*INFORMATION SUPPLIED*
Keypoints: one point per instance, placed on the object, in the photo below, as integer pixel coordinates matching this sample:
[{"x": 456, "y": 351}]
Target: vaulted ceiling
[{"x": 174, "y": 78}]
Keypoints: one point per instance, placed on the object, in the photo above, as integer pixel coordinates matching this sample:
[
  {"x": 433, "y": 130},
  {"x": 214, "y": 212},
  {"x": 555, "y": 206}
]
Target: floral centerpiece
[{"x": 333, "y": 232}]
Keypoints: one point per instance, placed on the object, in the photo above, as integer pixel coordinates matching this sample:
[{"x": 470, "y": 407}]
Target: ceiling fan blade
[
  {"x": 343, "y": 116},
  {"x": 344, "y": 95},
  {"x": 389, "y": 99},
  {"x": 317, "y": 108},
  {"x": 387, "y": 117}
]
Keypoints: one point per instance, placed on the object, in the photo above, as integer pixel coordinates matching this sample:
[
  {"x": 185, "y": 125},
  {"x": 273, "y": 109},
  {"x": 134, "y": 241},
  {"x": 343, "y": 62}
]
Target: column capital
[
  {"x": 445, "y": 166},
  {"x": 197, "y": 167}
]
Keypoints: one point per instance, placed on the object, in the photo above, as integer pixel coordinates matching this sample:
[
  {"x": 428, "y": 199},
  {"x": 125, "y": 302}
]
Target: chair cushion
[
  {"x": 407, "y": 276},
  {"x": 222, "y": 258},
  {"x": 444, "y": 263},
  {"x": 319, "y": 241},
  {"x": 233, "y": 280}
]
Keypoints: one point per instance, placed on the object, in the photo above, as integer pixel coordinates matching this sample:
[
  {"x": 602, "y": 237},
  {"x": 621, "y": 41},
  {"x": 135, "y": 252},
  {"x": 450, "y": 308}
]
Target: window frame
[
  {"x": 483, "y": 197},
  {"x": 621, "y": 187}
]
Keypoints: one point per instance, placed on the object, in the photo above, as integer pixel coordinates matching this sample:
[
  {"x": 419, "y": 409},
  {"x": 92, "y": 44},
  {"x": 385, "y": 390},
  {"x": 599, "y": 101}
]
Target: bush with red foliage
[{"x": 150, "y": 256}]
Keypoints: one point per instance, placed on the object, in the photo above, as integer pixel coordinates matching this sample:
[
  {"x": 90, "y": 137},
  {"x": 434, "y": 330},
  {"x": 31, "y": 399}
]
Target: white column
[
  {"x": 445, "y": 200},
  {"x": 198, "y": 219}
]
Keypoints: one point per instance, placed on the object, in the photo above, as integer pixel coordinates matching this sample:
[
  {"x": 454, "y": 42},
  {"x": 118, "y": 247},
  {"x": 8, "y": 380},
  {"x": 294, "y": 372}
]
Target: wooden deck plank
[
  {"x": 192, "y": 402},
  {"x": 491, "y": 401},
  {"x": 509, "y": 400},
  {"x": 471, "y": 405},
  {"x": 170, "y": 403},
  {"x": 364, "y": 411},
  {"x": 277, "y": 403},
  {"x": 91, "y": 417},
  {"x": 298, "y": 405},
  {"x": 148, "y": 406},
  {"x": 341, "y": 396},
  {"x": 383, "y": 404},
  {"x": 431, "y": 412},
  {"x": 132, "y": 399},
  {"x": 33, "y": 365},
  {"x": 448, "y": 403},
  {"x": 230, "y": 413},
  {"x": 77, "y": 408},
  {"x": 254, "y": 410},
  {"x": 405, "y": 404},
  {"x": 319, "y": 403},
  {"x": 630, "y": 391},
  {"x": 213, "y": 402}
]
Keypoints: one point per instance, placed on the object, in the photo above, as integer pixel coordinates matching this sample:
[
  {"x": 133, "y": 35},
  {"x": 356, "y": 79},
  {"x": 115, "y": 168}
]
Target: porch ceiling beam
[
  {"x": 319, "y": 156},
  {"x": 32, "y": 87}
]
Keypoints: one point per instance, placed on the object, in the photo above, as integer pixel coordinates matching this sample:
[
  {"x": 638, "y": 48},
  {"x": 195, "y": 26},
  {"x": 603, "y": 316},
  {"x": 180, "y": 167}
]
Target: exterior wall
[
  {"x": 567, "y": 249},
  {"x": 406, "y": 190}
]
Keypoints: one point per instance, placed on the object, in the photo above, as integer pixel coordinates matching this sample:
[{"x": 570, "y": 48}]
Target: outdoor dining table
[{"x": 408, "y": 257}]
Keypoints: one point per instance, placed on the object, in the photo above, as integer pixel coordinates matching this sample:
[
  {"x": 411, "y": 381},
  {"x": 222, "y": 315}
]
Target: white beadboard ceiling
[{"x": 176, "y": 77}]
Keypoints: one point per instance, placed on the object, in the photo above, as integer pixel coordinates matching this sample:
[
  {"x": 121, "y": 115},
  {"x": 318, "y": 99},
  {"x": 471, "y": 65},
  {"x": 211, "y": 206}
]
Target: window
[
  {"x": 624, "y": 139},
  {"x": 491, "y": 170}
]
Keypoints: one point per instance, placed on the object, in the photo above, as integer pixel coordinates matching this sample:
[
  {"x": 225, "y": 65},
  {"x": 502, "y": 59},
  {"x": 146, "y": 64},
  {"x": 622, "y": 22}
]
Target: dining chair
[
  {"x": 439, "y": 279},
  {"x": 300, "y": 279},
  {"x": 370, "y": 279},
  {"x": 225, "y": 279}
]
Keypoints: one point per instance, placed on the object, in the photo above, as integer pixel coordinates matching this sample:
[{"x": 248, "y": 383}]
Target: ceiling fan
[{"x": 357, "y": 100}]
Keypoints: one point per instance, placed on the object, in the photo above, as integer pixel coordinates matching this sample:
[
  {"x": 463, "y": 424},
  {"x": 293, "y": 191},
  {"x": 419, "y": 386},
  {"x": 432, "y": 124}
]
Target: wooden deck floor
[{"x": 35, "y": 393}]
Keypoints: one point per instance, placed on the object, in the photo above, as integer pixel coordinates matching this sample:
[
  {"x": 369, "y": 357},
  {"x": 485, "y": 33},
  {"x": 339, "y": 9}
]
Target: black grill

*DESCRIPTION OF THE TASK*
Pull out each record as written and restate it exactly.

*EXPECTED ANSWER*
Keypoints: one point per instance, placed on the object, in the photo below, as integer pixel coordinates matching this sample:
[{"x": 456, "y": 351}]
Target: vaulted ceiling
[{"x": 174, "y": 78}]
Keypoints: one point per instance, placed on the object, in the photo above, as integer pixel coordinates matching this sample:
[
  {"x": 433, "y": 130},
  {"x": 214, "y": 212},
  {"x": 555, "y": 206}
]
Target: floral centerpiece
[{"x": 333, "y": 232}]
Keypoints: one point per instance, placed on the object, in the photo above, as integer pixel coordinates matching this sample:
[{"x": 470, "y": 407}]
Target: ceiling fan blade
[
  {"x": 343, "y": 116},
  {"x": 344, "y": 95},
  {"x": 389, "y": 99},
  {"x": 317, "y": 108},
  {"x": 387, "y": 117}
]
Keypoints: one point per instance, placed on the object, in the photo above, as integer pixel coordinates matching this sample:
[
  {"x": 185, "y": 125},
  {"x": 273, "y": 109},
  {"x": 134, "y": 241},
  {"x": 343, "y": 62}
]
Target: column capital
[
  {"x": 445, "y": 166},
  {"x": 197, "y": 167}
]
Keypoints: one point per instance, placed on the object, in the photo above, as integer pixel coordinates matching this sample:
[
  {"x": 428, "y": 199},
  {"x": 125, "y": 302}
]
Target: chair cushion
[
  {"x": 407, "y": 276},
  {"x": 222, "y": 258},
  {"x": 444, "y": 263},
  {"x": 319, "y": 241},
  {"x": 233, "y": 280}
]
Keypoints: one point per instance, placed on the object, in the photo above, as integer pixel coordinates matching this sample:
[
  {"x": 602, "y": 237},
  {"x": 621, "y": 41},
  {"x": 135, "y": 252},
  {"x": 450, "y": 308}
]
Target: window frame
[
  {"x": 483, "y": 197},
  {"x": 621, "y": 187}
]
Keypoints: one point per instance, placed on the object, in the photo above, as integer pixel coordinates matching this sample:
[
  {"x": 419, "y": 409},
  {"x": 92, "y": 44},
  {"x": 385, "y": 390},
  {"x": 599, "y": 101}
]
Target: bush with red foliage
[{"x": 150, "y": 256}]
Keypoints: one point per instance, placed on the object, in the photo above, as integer pixel coordinates matching this sample:
[
  {"x": 90, "y": 137},
  {"x": 434, "y": 330},
  {"x": 31, "y": 399}
]
Target: white column
[
  {"x": 445, "y": 200},
  {"x": 198, "y": 219}
]
Keypoints: one point per instance, placed on the object, in the photo above, as integer pixel coordinates matching this sample:
[
  {"x": 454, "y": 42},
  {"x": 118, "y": 247},
  {"x": 8, "y": 380},
  {"x": 294, "y": 372}
]
Target: wooden deck plank
[
  {"x": 192, "y": 402},
  {"x": 491, "y": 401},
  {"x": 509, "y": 400},
  {"x": 471, "y": 405},
  {"x": 170, "y": 403},
  {"x": 364, "y": 411},
  {"x": 277, "y": 403},
  {"x": 91, "y": 417},
  {"x": 298, "y": 405},
  {"x": 148, "y": 406},
  {"x": 341, "y": 396},
  {"x": 383, "y": 404},
  {"x": 431, "y": 412},
  {"x": 132, "y": 399},
  {"x": 33, "y": 365},
  {"x": 448, "y": 403},
  {"x": 230, "y": 413},
  {"x": 77, "y": 408},
  {"x": 254, "y": 410},
  {"x": 405, "y": 404},
  {"x": 319, "y": 403},
  {"x": 630, "y": 391},
  {"x": 213, "y": 402}
]
Keypoints: one point per instance, placed on the object, in the photo above, as integer pixel coordinates matching this sample:
[
  {"x": 133, "y": 35},
  {"x": 356, "y": 79},
  {"x": 115, "y": 168}
]
Target: porch ceiling beam
[
  {"x": 319, "y": 156},
  {"x": 32, "y": 87}
]
Keypoints: one point per instance, placed on the object, in the photo above, as integer pixel coordinates matching this sample:
[
  {"x": 638, "y": 48},
  {"x": 195, "y": 26},
  {"x": 603, "y": 316},
  {"x": 180, "y": 167}
]
Target: exterior wall
[
  {"x": 567, "y": 249},
  {"x": 406, "y": 190}
]
Keypoints: one point per instance, placed on the object, in the photo above, as integer pixel coordinates matching this sample:
[{"x": 570, "y": 48}]
Target: outdoor dining table
[{"x": 408, "y": 257}]
Keypoints: one point per instance, placed on the object, in the photo above, as integer pixel coordinates matching this sample:
[
  {"x": 411, "y": 381},
  {"x": 222, "y": 315}
]
Target: white beadboard ceiling
[{"x": 176, "y": 77}]
Keypoints: one point per instance, placed on the object, in the photo above, as integer pixel coordinates matching this sample:
[
  {"x": 121, "y": 115},
  {"x": 318, "y": 99},
  {"x": 471, "y": 65},
  {"x": 211, "y": 206}
]
Target: window
[
  {"x": 624, "y": 139},
  {"x": 491, "y": 170}
]
Keypoints: one point per instance, placed on the object, in the photo above, as integer pixel coordinates matching this sample:
[
  {"x": 225, "y": 65},
  {"x": 502, "y": 59},
  {"x": 146, "y": 64},
  {"x": 622, "y": 22}
]
Target: dining chair
[
  {"x": 439, "y": 279},
  {"x": 300, "y": 279},
  {"x": 370, "y": 279},
  {"x": 225, "y": 279}
]
Keypoints: one point per instance, placed on the object, in the photo above, as integer pixel coordinates matching this sample:
[{"x": 248, "y": 383}]
Target: ceiling fan
[{"x": 357, "y": 100}]
Keypoints: one point per instance, placed on the object, in the photo above, as integer pixel coordinates matching this sample:
[
  {"x": 463, "y": 424},
  {"x": 293, "y": 191},
  {"x": 419, "y": 386},
  {"x": 432, "y": 124}
]
Target: wooden deck floor
[{"x": 35, "y": 393}]
Keypoints: one point per instance, placed on the object, in the photo above, as integer pixel coordinates matching this sample:
[
  {"x": 369, "y": 357},
  {"x": 485, "y": 33},
  {"x": 339, "y": 9}
]
Target: black grill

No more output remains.